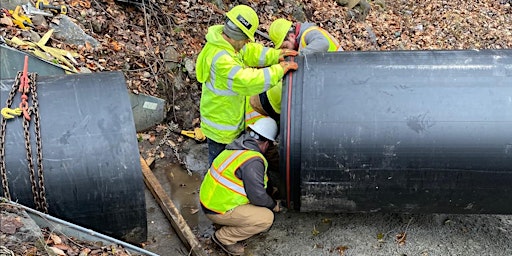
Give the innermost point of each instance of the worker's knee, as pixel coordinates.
(265, 220)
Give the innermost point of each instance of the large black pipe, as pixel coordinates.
(399, 131)
(91, 167)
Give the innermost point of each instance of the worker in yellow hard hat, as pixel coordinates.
(306, 38)
(232, 67)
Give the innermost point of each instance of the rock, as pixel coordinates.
(190, 67)
(171, 58)
(71, 33)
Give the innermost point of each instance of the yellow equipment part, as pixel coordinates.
(196, 134)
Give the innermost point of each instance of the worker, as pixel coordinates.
(305, 37)
(231, 66)
(233, 193)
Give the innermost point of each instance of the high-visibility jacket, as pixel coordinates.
(251, 115)
(228, 77)
(221, 190)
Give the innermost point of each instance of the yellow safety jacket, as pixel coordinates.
(228, 77)
(221, 190)
(251, 115)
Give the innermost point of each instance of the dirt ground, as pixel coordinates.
(296, 233)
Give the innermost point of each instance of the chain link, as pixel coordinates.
(38, 188)
(39, 146)
(3, 128)
(30, 162)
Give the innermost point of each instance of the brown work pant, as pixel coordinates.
(241, 223)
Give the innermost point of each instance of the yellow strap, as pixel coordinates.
(8, 113)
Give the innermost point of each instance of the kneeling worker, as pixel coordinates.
(233, 193)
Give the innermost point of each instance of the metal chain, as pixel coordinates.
(37, 132)
(3, 128)
(30, 162)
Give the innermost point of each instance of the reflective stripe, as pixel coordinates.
(212, 88)
(231, 75)
(261, 61)
(220, 126)
(266, 73)
(216, 174)
(211, 83)
(252, 114)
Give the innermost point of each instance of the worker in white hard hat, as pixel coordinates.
(233, 192)
(232, 67)
(306, 38)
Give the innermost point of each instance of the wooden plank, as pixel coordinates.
(173, 214)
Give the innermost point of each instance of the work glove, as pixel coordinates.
(287, 52)
(277, 208)
(8, 113)
(288, 65)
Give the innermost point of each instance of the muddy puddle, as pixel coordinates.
(184, 192)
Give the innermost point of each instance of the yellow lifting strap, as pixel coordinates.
(8, 113)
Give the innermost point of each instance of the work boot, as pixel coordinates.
(231, 249)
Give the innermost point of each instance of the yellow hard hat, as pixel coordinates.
(245, 18)
(278, 31)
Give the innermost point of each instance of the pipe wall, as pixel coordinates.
(399, 131)
(92, 173)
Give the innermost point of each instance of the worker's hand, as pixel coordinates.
(287, 52)
(277, 208)
(288, 65)
(8, 113)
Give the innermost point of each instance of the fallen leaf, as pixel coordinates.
(55, 238)
(58, 251)
(400, 238)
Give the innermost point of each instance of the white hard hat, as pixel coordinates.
(265, 127)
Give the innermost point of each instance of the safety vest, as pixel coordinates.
(251, 115)
(274, 97)
(221, 190)
(334, 45)
(227, 82)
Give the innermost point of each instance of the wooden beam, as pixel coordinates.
(173, 214)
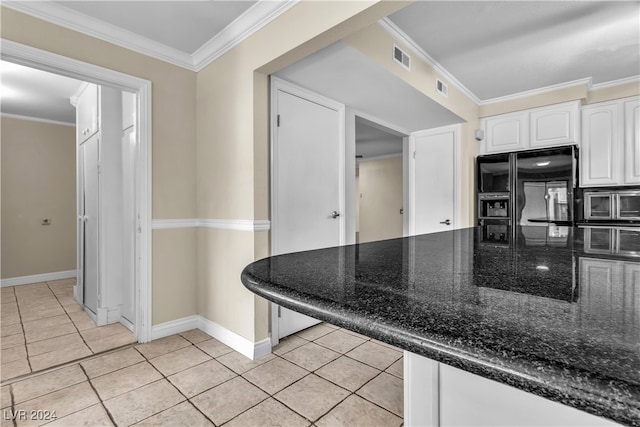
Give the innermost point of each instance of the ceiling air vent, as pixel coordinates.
(442, 88)
(401, 58)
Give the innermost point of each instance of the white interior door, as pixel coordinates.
(433, 186)
(129, 223)
(90, 177)
(307, 182)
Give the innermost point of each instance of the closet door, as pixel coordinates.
(90, 171)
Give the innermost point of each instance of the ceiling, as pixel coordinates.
(489, 49)
(33, 93)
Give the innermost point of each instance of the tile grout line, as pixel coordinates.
(380, 372)
(172, 385)
(24, 333)
(97, 395)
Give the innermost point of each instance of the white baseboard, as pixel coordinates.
(174, 327)
(238, 343)
(36, 278)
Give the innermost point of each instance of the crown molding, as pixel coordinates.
(36, 119)
(256, 17)
(253, 19)
(396, 32)
(614, 83)
(538, 91)
(76, 21)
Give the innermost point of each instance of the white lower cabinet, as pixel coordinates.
(440, 395)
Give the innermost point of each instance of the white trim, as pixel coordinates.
(278, 84)
(380, 157)
(253, 19)
(539, 91)
(37, 119)
(36, 278)
(223, 224)
(238, 343)
(169, 224)
(173, 327)
(256, 17)
(614, 83)
(47, 61)
(235, 224)
(396, 32)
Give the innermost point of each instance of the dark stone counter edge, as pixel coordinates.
(555, 383)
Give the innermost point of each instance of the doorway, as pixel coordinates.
(307, 182)
(379, 182)
(46, 61)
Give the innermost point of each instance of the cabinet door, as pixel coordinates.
(632, 142)
(506, 133)
(87, 109)
(600, 151)
(554, 125)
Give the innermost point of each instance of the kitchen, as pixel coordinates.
(221, 172)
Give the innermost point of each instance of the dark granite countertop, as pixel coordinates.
(543, 313)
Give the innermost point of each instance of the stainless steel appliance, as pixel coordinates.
(612, 205)
(527, 188)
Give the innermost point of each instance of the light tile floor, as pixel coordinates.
(42, 326)
(322, 376)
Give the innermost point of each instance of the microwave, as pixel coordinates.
(615, 205)
(612, 241)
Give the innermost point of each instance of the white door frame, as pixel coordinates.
(278, 84)
(54, 63)
(411, 162)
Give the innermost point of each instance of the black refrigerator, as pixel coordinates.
(532, 187)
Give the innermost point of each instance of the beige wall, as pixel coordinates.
(380, 197)
(174, 140)
(38, 181)
(233, 149)
(375, 42)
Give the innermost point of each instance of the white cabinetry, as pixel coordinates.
(507, 132)
(99, 201)
(535, 128)
(600, 148)
(610, 149)
(556, 125)
(632, 141)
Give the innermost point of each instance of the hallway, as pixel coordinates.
(42, 326)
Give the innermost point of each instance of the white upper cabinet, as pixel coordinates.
(610, 148)
(600, 148)
(554, 125)
(86, 102)
(536, 128)
(632, 141)
(507, 132)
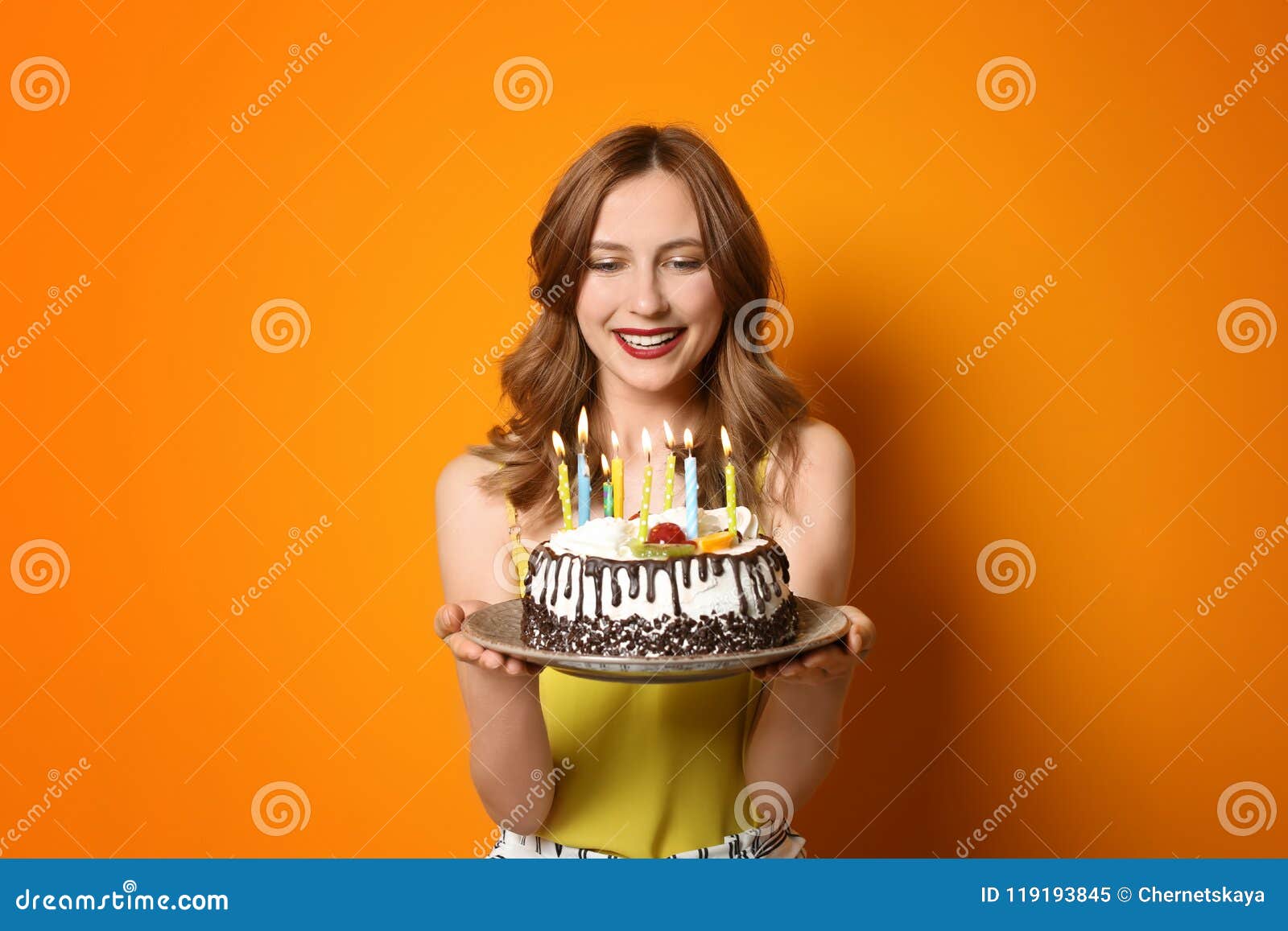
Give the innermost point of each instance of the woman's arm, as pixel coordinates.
(794, 738)
(502, 702)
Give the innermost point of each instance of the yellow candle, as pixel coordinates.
(731, 480)
(564, 493)
(669, 487)
(618, 482)
(648, 484)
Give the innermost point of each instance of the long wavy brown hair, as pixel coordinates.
(551, 373)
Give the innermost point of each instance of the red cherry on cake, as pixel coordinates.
(667, 533)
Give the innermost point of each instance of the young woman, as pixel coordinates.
(644, 257)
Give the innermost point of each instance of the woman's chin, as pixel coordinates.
(652, 375)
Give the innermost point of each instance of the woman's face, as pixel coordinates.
(647, 307)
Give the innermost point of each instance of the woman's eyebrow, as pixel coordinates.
(670, 244)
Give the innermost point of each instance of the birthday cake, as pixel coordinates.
(601, 590)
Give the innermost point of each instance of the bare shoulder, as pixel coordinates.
(470, 528)
(457, 496)
(824, 448)
(822, 476)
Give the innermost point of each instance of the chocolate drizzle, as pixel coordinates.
(544, 559)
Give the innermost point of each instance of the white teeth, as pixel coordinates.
(648, 341)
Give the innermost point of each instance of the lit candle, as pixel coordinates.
(669, 486)
(583, 470)
(609, 487)
(648, 484)
(564, 495)
(691, 488)
(731, 482)
(618, 482)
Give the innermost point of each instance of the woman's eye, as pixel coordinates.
(684, 264)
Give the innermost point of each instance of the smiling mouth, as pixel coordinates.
(648, 344)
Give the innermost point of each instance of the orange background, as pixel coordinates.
(390, 193)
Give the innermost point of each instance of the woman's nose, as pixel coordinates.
(648, 298)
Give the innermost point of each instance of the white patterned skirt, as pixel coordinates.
(753, 843)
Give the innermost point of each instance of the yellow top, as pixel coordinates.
(652, 769)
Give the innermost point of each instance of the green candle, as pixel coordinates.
(669, 483)
(731, 480)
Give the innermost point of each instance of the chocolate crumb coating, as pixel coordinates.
(673, 632)
(667, 636)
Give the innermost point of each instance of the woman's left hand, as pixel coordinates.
(826, 663)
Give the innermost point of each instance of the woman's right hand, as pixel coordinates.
(448, 624)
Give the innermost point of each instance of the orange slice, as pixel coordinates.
(716, 541)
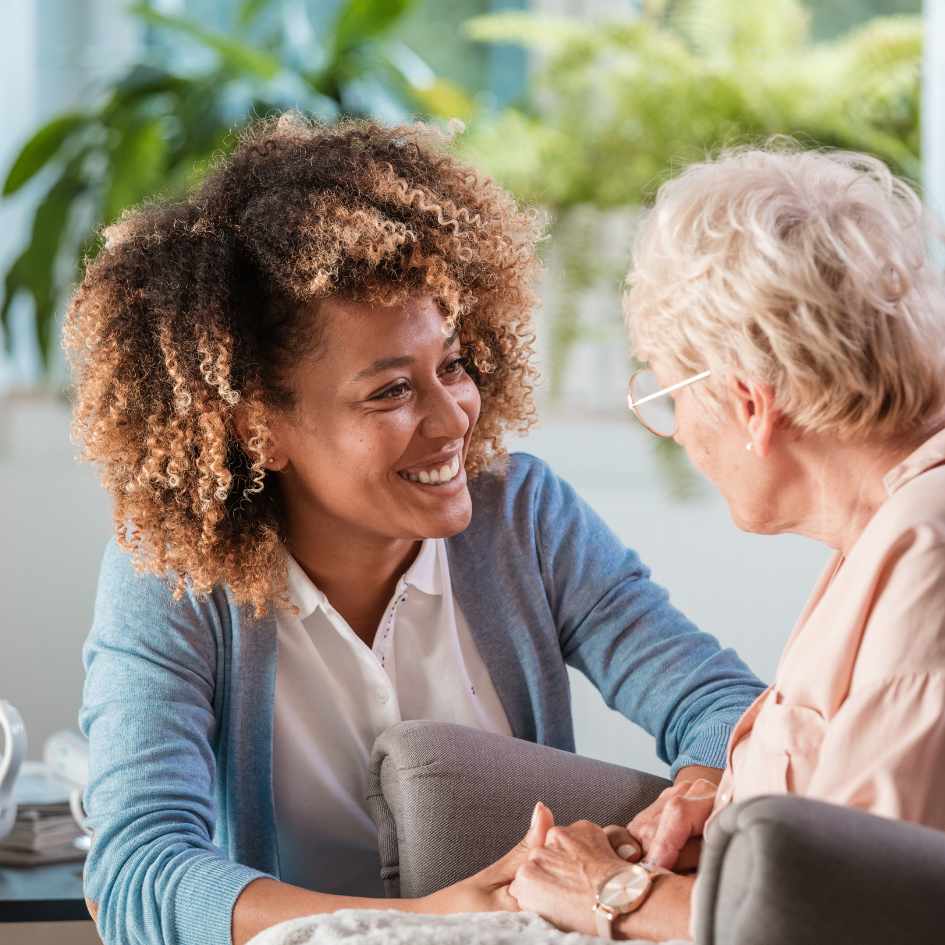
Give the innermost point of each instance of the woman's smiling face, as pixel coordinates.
(376, 444)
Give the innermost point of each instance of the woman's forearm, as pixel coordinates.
(266, 902)
(665, 915)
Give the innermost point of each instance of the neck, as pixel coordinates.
(837, 488)
(356, 572)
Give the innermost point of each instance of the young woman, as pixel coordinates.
(296, 382)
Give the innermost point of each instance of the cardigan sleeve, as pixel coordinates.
(148, 712)
(618, 627)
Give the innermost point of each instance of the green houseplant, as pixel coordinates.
(617, 106)
(155, 129)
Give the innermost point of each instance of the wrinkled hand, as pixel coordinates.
(671, 822)
(488, 890)
(560, 880)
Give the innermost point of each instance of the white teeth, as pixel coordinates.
(435, 477)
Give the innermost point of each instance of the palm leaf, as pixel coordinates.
(41, 148)
(235, 55)
(34, 270)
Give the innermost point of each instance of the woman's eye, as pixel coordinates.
(455, 366)
(393, 393)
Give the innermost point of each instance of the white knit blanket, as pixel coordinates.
(389, 927)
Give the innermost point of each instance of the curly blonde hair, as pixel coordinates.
(805, 270)
(196, 307)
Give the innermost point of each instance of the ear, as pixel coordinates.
(755, 411)
(246, 434)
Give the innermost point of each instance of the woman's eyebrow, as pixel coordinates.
(385, 364)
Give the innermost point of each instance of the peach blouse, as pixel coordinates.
(856, 715)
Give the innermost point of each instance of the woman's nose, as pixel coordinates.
(446, 416)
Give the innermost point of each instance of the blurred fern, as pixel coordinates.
(618, 106)
(156, 128)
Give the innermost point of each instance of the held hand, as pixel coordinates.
(677, 816)
(560, 881)
(488, 890)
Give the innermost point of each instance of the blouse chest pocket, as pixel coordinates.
(782, 749)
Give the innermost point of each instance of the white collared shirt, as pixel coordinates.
(335, 695)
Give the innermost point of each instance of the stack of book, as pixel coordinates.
(45, 830)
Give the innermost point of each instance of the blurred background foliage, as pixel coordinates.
(155, 128)
(583, 118)
(614, 108)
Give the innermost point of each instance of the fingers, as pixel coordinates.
(623, 843)
(542, 821)
(682, 818)
(679, 813)
(502, 871)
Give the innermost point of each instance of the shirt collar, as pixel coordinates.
(930, 453)
(425, 574)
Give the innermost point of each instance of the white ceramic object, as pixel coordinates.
════════
Copy out exactly the lines running from the line with "Give the innermost point of each instance of the wrinkled" to the end of the records, inclusive.

Give the innermost point of each instance of the wrinkled hand, as pixel coordinates.
(671, 822)
(488, 890)
(560, 880)
Give the innermost point of each instance of the white teeth, as pixel coordinates.
(435, 477)
Give the innermost point of each instance of the palm leaf, as pixel coordinates.
(41, 148)
(235, 55)
(34, 270)
Give the innermost point of each instance of the woman's eye, as pixel coordinates.
(455, 366)
(393, 393)
Give the innermost point of each instance of the white knit blanket, as pixel coordinates.
(389, 927)
Give the innermost point of each instance of the curly blonde hair, as pixel coordinates.
(805, 270)
(196, 307)
Give the innermost point of each instance of the ear, as pixel coordinates.
(755, 411)
(246, 434)
Give the innermost point of each instance of the woman's eyebrow, as pixel coordinates.
(385, 364)
Give the innermost point of each instance of the peach blouse, as pixel coordinates.
(856, 715)
Give the innermost point of each instance of the woman's nose, as pixel coordinates.
(446, 416)
Give the innermost point of each instance of the blurred fern, as pixel coordinates.
(618, 106)
(156, 128)
Give the innermost point of each instance of the held hand, as pixel coordinates.
(677, 816)
(560, 881)
(488, 890)
Give the innermost point of each instance of the blouse chest pocket, as pixel coordinates.
(782, 749)
Give the innermost point of each instance of the white collared shirt, as pixel coordinates.
(335, 695)
Give the innermost point of each instance of the stack of book, as pixel coordinates.
(45, 830)
Give the innermost point of each instance of the blurred background foliage, as pixel coordinates.
(155, 128)
(583, 118)
(614, 108)
Give the innermost point of each instance of the fingers, as pixel coordinates.
(623, 843)
(542, 821)
(682, 818)
(679, 813)
(502, 871)
Give the innermost point of each instance of the shirt collar, as pixel coordinates.
(930, 453)
(425, 574)
Give the innermost point of each instance of the white ceramic object, as pixel coordinates.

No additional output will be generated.